● **Aim of the exercise**
Are you able to retype all the records below exactly?

start Data listing

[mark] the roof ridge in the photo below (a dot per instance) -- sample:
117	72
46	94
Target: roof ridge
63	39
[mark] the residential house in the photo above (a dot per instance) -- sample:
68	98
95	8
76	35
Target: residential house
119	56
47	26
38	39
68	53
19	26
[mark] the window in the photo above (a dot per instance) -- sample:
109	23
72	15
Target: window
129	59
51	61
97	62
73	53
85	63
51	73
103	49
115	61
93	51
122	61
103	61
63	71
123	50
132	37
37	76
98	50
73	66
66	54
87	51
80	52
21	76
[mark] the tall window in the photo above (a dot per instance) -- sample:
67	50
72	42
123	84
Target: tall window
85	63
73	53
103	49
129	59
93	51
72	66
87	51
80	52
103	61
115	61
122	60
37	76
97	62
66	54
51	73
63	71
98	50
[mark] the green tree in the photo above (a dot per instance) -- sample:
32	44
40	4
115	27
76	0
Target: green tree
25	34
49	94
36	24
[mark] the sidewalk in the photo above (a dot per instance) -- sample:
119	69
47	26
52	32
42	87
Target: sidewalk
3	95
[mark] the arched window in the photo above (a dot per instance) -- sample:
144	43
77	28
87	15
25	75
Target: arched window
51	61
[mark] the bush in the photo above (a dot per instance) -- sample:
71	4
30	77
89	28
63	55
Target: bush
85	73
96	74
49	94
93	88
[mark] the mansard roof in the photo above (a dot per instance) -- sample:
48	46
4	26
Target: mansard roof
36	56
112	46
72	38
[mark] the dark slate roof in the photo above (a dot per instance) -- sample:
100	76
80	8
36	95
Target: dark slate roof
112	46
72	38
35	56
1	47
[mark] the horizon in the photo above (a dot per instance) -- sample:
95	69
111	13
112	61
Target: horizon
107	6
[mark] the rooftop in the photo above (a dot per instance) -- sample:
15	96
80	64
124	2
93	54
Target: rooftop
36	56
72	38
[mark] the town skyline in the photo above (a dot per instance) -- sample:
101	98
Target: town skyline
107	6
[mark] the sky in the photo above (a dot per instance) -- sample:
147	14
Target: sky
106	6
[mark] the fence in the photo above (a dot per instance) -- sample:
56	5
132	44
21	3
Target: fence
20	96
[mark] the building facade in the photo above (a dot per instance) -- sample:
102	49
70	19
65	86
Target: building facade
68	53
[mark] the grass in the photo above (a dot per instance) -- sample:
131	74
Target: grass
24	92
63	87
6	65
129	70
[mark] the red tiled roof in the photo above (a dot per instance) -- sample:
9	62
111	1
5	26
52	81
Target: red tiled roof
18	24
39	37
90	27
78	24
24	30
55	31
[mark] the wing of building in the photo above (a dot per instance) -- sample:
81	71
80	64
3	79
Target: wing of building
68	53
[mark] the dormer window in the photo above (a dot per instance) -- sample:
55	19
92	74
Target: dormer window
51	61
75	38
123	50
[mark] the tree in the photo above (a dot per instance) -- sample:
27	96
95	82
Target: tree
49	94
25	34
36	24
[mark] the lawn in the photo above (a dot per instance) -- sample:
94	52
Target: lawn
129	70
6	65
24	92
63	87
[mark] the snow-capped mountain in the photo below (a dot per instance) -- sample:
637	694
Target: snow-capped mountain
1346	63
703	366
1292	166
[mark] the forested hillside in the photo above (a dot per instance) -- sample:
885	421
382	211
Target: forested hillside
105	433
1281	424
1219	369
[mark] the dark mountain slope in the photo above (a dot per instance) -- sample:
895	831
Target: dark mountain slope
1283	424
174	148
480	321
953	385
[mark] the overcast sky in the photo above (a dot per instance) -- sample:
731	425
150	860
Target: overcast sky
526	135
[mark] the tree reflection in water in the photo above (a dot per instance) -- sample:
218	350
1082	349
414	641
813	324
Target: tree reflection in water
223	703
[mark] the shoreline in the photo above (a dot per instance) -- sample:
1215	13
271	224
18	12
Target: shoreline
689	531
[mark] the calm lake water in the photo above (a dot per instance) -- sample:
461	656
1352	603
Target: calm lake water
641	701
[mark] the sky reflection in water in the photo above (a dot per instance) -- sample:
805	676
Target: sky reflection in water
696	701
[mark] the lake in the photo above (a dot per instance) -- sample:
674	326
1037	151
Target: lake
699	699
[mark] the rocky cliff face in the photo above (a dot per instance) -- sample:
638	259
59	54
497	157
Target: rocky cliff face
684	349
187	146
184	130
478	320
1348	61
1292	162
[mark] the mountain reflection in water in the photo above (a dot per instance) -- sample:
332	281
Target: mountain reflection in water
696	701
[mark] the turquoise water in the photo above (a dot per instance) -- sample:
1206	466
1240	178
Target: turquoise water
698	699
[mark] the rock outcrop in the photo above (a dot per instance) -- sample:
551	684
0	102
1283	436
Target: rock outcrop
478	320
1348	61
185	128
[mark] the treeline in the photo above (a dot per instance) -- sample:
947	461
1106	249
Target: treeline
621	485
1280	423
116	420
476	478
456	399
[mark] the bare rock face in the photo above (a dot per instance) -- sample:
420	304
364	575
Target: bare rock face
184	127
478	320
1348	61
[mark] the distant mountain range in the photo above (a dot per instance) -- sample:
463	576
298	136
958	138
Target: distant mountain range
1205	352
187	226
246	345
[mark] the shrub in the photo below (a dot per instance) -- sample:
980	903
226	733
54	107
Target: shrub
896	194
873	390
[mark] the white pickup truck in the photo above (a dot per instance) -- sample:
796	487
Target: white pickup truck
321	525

end Data listing

● **Complete output**
[mark] the roof ridge in the photo below (a dot per instance) -- sample:
117	72
46	94
Target: roof ridge
63	39
[mark] the residential house in the photo above (a dot per instance) -- sample:
68	98
95	8
76	35
Target: residential house
119	56
47	26
38	39
68	53
19	26
[mark] the window in the photo above (a dot per instance) -- sample:
109	23
72	15
Target: window
129	59
51	61
97	62
73	53
85	63
51	73
103	49
115	61
93	51
122	61
103	61
63	71
123	50
132	37
37	76
98	50
73	66
66	54
87	51
80	52
21	76
[mark] the tall window in the photo above (a dot per instance) -- sample:
67	50
72	42
123	84
Target: tall window
85	63
73	53
103	49
129	59
93	51
72	66
87	51
80	52
103	61
115	61
122	60
37	76
97	62
66	54
51	73
63	71
98	50
[mark] the green tree in the photo above (a dot per instance) -- sample:
32	44
40	4
115	27
76	0
Target: green tree
25	34
49	94
36	24
[mark] the sidewalk in the photo above (a dot per instance) -- sample:
119	69
47	26
52	32
42	87
Target: sidewalk
3	95
[mark] the arched window in the photo above (a dot per instance) -- sample:
144	43
77	28
87	15
25	75
Target: arched window
51	61
[mark] the bush in the photo above (a dot per instance) -- sample:
71	4
30	77
89	28
63	55
Target: bush
85	73
96	74
49	94
93	88
[mark] the mansard roof in the photo above (a dot per instance) -- sample:
48	46
4	26
Target: mansard roof
36	56
112	46
72	38
[mark] the dark slate roof in the photo above (a dot per instance) -- sample:
100	76
80	8
36	95
Target: dark slate roof
112	46
72	38
35	56
1	47
[mark] the horizon in the photo above (a dot per instance) -- sample:
95	69
111	13
112	61
Target: horizon
107	6
[mark] the rooftop in the photo above (a dot per instance) -- sample:
15	96
80	64
124	2
93	54
Target: rooftop
36	56
72	38
[mark] the town skyline in the photo above (a dot per instance) -- sample:
101	98
Target: town skyline
107	6
[mark] the sky in the photo above (a dot per instance) -- sample:
147	14
Target: sky
106	6
[mark] the fence in the photo above (a dot per instance) -- sample:
56	5
132	44
21	3
Target: fence
20	96
[mark] the building facade in the photo above (a dot per instance) -- sample:
102	49
70	19
65	86
Target: building facade
68	53
[mark] the grass in the photo above (a dot per instance) -- sample:
131	74
Target: grass
24	92
63	87
6	65
129	70
[mark] the red tiled roof in the photo above (a dot per instance) -- sample:
9	62
111	1
5	26
52	81
Target: red tiled roof
18	24
39	37
90	27
78	24
24	30
55	31
[mark] the wing of building in the photo above (a dot per instance) -- sample:
81	71
80	64
3	79
Target: wing of building
68	53
[mark] the dormer window in the photo above (a dot per instance) -- sample:
55	19
92	74
Target: dormer window
51	61
75	38
123	50
[mark] the tree in the photo above (a dot per instance) -- sample:
27	96
95	82
Target: tree
49	94
25	34
36	24
[mark] the lawn in the photo above (a dot per instance) -- sample:
94	52
Target: lawn
129	70
6	65
24	92
63	87
[mark] the snow-capped mountain in the photo below (a dot per instance) -- sample:
637	694
Target: snow-capped mountain
1346	63
703	366
1292	166
[mark] the forested hillside in the photo above (a dot per instance) -- sample:
885	421
382	211
Target: forested hillside
105	433
1281	424
1219	369
[mark] the dark mountain slope in the photo above (a dot per instance) -- sample:
895	831
Target: dark mountain slope
1283	424
174	148
480	321
953	385
[mark] the overcast sky in the photo above (a dot per instance) -- sample:
731	425
150	860
Target: overcast sky
526	135
[mark] the tree reflection in water in the photo above (a dot per instance) -- sample:
218	350
1082	349
414	641
813	324
Target: tree reflection in water
223	703
[mark] the shoreline in the photo above (a dot per instance) -- sample:
1215	13
271	224
18	12
Target: shoreline
689	531
[mark] the calm lake water in the photo above (a dot per instance) -- sample:
461	656
1352	603
Target: calm lake water
641	701
[mark] the sky reflection in water in the photo above (a dot per instance) -- sample:
805	676
Target: sky reflection in water
696	701
[mark] the lake in the photo above (a dot per instance) -- sample:
674	326
1037	151
Target: lake
699	699
[mark] the rocky cliff face in the photo above (a dot per instance) -- sample:
638	259
59	54
497	157
Target: rocky cliff face
684	349
187	146
184	130
478	320
1348	61
1292	162
[mark] the mountain reflection in water in the photo above (a dot per instance) -- sample:
332	281
Target: mountain reflection in water
696	701
[mark] the turquoise water in the photo above (a dot per instance) -- sample:
1206	466
1240	178
Target: turquoise water
698	699
[mark] the rock outcrop in the photo above (a dot per instance) -- sample:
551	684
0	102
1283	436
Target: rock outcrop
478	320
1348	61
185	128
[mark] the treeline in the photo above (a dot per instance) -- sample:
947	461
1106	249
Target: treeline
621	485
1280	423
116	420
476	478
456	399
[mark] the bare rock face in the photo above (a dot per instance) -- sample:
420	304
364	575
Target: bare rock face
184	127
478	320
1348	61
[mark] the distant mountain range in the photo above (a dot per instance) -- sample:
463	576
298	136
958	138
Target: distant mountain range
1205	352
187	226
246	345
[mark] the shrub in the photo below (a dot per instance) -- sample:
980	903
226	733
54	107
Target: shrub
896	194
873	390
[mark] the white pickup truck in the photo above (a dot per instance) -- sample:
796	487
Target: white pickup truck
321	525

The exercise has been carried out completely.